» **THE TASK**:
Please select every line in the items below that contains the word "truck", and copy each one as it appears.

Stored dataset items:
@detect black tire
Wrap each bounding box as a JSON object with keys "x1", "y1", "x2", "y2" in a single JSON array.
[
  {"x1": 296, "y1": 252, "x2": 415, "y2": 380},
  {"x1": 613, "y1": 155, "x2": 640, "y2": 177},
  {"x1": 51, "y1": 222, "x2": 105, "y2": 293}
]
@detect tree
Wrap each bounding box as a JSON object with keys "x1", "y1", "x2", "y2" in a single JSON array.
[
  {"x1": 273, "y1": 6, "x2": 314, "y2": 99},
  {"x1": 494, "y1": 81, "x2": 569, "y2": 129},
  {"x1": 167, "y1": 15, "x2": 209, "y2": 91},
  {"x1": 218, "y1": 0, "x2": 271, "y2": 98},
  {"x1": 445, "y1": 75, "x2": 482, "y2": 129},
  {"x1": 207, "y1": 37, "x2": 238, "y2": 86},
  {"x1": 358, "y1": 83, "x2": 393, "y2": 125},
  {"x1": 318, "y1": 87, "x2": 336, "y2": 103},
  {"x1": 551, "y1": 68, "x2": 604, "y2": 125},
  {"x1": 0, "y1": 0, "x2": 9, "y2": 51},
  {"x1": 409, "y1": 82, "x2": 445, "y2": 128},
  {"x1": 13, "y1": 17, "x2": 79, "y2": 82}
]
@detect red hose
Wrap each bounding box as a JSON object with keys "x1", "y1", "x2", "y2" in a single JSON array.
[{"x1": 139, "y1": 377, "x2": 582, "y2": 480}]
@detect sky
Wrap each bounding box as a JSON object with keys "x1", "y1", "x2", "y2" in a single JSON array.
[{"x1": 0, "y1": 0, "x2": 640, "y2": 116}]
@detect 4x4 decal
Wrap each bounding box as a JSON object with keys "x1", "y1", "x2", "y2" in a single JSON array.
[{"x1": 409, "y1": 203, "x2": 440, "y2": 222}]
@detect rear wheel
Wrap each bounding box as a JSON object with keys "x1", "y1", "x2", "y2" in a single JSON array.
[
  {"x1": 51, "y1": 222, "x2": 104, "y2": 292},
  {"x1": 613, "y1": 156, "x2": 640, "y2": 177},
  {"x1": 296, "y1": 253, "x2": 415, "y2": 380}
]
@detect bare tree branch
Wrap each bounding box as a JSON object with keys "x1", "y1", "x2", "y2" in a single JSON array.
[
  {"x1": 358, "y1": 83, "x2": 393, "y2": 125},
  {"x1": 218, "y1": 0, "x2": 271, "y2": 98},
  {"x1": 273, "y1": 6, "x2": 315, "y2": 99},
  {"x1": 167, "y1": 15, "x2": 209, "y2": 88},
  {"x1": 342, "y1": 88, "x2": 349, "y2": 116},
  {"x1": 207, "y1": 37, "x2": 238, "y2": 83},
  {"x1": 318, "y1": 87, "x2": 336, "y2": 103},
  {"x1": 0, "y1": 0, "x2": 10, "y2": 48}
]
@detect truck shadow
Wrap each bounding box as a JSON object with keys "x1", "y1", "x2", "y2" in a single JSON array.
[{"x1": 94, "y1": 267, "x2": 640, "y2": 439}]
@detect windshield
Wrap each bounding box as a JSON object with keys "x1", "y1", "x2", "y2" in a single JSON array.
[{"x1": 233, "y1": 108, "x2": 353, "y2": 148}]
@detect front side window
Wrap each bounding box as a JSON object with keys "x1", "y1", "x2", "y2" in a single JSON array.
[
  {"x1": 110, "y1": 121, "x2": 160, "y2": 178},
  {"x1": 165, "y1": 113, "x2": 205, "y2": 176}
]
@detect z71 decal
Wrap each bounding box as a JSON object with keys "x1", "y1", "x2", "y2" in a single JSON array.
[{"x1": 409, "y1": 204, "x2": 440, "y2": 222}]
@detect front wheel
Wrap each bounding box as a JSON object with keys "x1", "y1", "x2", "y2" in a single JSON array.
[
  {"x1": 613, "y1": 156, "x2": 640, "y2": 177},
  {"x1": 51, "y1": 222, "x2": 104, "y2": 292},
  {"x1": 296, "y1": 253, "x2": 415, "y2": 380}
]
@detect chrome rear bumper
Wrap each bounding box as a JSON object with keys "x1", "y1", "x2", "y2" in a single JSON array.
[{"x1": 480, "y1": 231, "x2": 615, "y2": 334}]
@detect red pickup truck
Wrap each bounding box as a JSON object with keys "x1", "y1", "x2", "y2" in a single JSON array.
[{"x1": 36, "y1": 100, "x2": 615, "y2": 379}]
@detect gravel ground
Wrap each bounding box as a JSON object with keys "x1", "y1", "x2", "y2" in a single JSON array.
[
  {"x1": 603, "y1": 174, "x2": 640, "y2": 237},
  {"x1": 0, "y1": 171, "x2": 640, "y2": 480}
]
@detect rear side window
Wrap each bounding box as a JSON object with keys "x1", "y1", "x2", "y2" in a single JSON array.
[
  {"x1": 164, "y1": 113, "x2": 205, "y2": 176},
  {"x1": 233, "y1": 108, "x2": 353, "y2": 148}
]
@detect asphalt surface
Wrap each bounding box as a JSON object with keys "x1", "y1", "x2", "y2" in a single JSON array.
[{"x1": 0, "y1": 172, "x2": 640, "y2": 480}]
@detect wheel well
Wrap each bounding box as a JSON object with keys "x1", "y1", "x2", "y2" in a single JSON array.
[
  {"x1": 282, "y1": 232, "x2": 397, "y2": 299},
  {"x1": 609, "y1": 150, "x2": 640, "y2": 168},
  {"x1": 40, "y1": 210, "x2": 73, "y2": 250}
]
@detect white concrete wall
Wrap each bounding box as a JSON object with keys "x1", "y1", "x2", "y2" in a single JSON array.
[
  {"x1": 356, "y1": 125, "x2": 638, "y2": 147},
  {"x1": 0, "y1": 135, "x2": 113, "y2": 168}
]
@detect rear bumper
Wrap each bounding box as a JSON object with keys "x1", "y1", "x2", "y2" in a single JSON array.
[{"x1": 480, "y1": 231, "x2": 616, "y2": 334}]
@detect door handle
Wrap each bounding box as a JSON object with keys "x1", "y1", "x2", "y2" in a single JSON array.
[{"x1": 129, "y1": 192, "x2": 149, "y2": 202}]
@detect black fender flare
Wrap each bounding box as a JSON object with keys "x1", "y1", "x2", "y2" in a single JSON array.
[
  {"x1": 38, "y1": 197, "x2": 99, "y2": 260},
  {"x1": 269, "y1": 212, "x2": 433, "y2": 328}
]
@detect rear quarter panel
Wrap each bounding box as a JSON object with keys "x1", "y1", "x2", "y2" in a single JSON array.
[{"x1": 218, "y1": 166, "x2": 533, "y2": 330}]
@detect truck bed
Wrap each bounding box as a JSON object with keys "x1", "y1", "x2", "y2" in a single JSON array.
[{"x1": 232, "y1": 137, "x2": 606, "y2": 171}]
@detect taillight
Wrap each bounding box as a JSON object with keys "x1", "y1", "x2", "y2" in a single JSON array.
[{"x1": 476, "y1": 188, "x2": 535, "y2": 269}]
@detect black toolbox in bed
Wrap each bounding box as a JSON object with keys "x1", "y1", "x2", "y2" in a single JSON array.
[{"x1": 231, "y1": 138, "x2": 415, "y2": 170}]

» **FINAL ANSWER**:
@detect truck shadow
@detect red pickup truck
@detect truck bed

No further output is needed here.